My Embodied Experience of Autistic Joy
For Neurodiversity Celebration Week, Neurodiverse Connection’s Development Lead, Kay Louise Aldred, shares her personal exploration of Autistic joy as an embodied experience.
This Neurodiversity Celebration Week, at Neurodiverse Connection, we honour the many ways Neurodivergent individuals experience and express their ways of being and doing in the world. One of the most profound expressions of this is Autistic Joy, which for me, is an embodied, heart-led, and deeply spiritual experience that transcends external validation and is accessed from within and through my body.
I experience Autistic Joy as a free-flowing lifeforce, a creative wellspring that rises from the depths of my being and manifests in spontaneous, felt-sense-led, instinctive and intuitive actions. It is an unrestrained expression of my true essence and goodness, moving up and out of me, into the world, uninhibited and full of vitality. This joy is not momentary, nor is it contingent on external factors or stimulus—it is a state of being, a well within my heart that has always been there, despite the many years it was obscured by trauma and inaccessible to me because of this.
“Drumming especially allows me to feel the pulse of life itself, the rhythmic connection between my body and the world around me.”
Through devotion, ritual, dance, movement, sounding, and drumming, I access the state of flow—a space where my spirit is liberated from societal conditioning. In these moments, I am fully present, absorbed in an expression that is inherently non-verbal yet deeply meaningful to me. Drumming especially allows me to feel the pulse of life itself, the rhythmic connection between my body and the world around me. When I drum, I move beyond thought, beyond the constraints of language, and into a realm of pure expression and union. The vibrations resonate through my body, grounding me, freeing me, and allowing joy to surge upward and outward unhindered. Dance and movement further deepen this liberation, as my body shakes off stagnation, loosens from rigidity and restriction, and reclaims the organic, fluid motion that was once stifled by (particularly) educational expectations of being still and conformity. It is a spiritual experience, that allows me to remember my expansiveness and reconnects me with my authentic self.

:::

• _Exercise aim_: Rewrite the piece on Autistic joy from the words "My Embodied Experience" through "an embodied experience.", substituting "Program Lead" for "Development Lead". The entries that follow have no connection to the text above.

:::

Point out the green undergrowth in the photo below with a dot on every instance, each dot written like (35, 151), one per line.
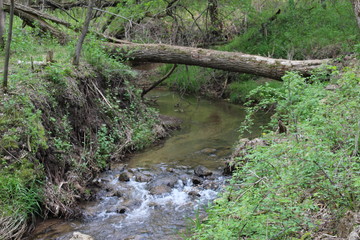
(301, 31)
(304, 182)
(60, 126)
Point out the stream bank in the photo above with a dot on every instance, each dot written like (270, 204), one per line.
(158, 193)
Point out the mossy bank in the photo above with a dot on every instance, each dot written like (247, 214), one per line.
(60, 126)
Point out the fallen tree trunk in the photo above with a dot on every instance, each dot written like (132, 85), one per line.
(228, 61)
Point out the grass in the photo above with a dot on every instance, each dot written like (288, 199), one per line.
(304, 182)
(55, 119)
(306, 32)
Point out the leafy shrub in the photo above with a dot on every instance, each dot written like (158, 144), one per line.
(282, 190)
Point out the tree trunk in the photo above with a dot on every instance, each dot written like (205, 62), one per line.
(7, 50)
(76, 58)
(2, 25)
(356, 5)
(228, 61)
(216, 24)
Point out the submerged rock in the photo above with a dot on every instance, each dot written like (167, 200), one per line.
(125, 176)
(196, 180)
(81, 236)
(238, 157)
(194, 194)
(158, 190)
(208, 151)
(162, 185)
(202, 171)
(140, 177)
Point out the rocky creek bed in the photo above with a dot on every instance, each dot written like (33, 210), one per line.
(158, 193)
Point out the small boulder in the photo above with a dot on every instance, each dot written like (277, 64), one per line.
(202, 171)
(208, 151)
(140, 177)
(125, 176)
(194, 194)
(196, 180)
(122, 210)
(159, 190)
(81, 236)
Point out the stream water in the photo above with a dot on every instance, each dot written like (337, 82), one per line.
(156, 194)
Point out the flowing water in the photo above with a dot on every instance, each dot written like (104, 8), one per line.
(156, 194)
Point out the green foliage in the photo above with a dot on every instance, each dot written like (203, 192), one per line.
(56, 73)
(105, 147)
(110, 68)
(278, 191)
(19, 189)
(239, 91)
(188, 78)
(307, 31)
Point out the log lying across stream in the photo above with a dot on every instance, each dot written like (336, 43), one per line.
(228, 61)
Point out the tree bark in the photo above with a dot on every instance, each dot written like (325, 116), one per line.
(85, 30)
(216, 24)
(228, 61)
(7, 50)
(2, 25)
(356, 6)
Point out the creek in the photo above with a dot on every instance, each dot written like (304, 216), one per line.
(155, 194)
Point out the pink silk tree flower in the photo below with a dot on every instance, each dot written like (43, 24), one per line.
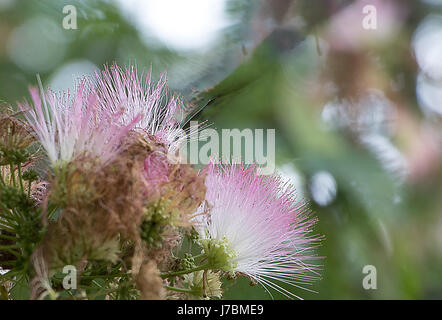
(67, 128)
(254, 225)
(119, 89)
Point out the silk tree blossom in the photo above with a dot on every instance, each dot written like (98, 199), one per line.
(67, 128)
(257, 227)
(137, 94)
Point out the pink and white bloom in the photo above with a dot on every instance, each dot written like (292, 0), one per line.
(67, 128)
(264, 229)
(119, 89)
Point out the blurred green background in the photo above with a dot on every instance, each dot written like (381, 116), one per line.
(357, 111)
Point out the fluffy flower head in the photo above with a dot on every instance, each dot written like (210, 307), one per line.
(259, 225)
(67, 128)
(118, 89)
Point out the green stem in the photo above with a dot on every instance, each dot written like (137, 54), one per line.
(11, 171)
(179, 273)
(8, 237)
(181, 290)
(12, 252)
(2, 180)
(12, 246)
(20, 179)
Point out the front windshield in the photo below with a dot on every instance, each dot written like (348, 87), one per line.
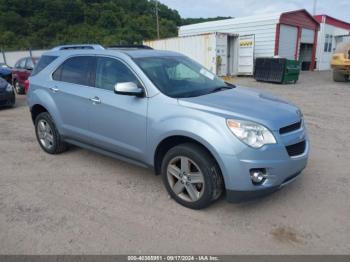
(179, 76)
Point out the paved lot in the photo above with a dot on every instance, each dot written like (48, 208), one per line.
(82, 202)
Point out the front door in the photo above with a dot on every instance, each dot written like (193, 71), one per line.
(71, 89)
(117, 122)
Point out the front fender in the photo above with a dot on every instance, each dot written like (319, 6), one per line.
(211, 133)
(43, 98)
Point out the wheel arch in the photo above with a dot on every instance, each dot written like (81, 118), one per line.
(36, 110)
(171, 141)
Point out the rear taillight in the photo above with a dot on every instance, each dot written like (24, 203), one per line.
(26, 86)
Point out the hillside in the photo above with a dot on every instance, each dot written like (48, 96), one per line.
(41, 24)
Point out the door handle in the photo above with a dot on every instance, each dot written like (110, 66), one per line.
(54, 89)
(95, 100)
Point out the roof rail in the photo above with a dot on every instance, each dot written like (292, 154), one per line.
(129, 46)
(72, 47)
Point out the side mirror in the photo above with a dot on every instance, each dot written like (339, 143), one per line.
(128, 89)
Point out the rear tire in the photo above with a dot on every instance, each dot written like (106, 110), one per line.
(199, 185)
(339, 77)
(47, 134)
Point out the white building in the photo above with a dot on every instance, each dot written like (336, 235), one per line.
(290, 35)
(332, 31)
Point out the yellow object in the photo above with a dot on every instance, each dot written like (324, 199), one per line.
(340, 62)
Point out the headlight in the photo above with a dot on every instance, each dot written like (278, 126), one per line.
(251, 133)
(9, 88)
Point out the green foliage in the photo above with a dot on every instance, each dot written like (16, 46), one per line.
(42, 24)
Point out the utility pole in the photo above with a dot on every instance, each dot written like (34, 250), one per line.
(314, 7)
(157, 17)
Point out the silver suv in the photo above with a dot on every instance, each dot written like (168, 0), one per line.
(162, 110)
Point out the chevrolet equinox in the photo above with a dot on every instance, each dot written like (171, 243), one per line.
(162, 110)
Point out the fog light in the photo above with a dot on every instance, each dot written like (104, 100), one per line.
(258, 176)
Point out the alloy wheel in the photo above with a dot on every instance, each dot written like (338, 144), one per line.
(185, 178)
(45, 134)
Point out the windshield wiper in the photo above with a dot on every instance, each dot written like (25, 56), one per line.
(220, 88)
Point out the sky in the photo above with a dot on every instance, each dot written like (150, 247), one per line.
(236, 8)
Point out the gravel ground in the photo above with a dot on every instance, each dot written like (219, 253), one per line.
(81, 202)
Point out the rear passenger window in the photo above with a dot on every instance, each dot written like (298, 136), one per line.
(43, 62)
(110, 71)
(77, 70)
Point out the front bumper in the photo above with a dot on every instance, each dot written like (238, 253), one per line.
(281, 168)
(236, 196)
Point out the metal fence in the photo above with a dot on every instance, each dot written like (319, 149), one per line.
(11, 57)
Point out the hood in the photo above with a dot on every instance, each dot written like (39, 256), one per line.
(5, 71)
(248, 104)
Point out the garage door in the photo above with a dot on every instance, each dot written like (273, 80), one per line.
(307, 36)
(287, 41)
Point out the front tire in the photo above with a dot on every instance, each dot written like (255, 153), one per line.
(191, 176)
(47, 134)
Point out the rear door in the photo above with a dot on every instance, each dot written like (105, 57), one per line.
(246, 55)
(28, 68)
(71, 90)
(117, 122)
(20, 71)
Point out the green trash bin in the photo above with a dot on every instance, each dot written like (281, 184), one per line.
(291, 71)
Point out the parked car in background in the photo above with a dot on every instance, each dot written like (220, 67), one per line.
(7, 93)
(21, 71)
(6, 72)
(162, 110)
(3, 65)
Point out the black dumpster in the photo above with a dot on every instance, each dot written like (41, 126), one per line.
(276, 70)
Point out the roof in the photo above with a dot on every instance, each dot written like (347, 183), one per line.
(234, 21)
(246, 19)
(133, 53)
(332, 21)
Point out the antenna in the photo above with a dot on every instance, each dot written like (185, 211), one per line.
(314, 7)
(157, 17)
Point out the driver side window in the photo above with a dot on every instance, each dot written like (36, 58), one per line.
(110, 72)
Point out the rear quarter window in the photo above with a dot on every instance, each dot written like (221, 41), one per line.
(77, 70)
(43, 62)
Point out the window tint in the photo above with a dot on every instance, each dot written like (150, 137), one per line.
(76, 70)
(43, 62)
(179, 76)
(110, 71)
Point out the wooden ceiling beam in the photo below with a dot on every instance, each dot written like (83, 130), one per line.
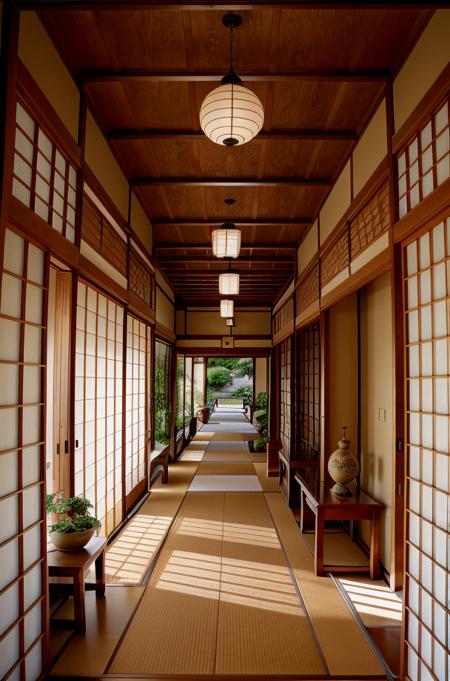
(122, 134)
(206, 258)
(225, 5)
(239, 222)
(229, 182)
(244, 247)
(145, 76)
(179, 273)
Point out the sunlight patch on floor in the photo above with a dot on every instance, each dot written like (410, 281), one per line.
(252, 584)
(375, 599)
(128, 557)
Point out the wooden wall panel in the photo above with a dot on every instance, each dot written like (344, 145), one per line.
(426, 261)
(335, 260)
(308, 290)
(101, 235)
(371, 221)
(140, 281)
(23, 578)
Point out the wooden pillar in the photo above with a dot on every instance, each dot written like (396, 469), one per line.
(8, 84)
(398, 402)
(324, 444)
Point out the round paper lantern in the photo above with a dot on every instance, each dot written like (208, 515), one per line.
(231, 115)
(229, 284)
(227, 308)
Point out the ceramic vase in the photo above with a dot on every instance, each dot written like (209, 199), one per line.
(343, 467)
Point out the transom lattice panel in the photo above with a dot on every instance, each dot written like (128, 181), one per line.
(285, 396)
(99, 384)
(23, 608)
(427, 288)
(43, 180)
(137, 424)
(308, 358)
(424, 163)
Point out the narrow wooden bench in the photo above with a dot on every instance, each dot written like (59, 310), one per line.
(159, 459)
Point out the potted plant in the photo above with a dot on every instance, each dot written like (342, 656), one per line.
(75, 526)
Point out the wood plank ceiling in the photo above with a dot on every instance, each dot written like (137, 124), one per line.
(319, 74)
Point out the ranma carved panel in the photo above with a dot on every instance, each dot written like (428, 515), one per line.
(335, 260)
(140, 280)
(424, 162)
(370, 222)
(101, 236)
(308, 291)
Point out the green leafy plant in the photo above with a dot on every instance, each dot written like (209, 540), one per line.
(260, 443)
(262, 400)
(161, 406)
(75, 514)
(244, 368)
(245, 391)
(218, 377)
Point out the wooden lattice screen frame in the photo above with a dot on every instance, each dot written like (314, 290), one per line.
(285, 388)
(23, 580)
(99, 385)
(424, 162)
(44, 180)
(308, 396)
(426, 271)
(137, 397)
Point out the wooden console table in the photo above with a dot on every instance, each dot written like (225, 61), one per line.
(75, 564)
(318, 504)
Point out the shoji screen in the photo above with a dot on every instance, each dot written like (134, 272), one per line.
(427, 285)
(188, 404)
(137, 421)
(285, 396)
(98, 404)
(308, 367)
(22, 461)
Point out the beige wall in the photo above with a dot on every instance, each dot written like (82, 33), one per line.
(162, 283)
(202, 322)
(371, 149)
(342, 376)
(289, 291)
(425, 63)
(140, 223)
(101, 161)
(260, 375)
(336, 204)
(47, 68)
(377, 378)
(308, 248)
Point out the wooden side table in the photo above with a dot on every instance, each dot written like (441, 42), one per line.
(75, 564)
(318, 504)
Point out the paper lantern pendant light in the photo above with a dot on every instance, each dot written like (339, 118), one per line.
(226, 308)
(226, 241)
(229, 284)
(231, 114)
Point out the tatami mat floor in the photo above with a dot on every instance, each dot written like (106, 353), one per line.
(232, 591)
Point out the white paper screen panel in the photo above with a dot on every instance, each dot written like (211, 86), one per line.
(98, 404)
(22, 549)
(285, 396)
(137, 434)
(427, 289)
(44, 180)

:::

• _The result_:
My Embodied Experience of Autistic Joy
For Neurodiversity Celebration Week, Neurodiverse Connection’s Program Lead, Kay Louise Aldred, shares her personal exploration of Autistic joy as an embodied experience.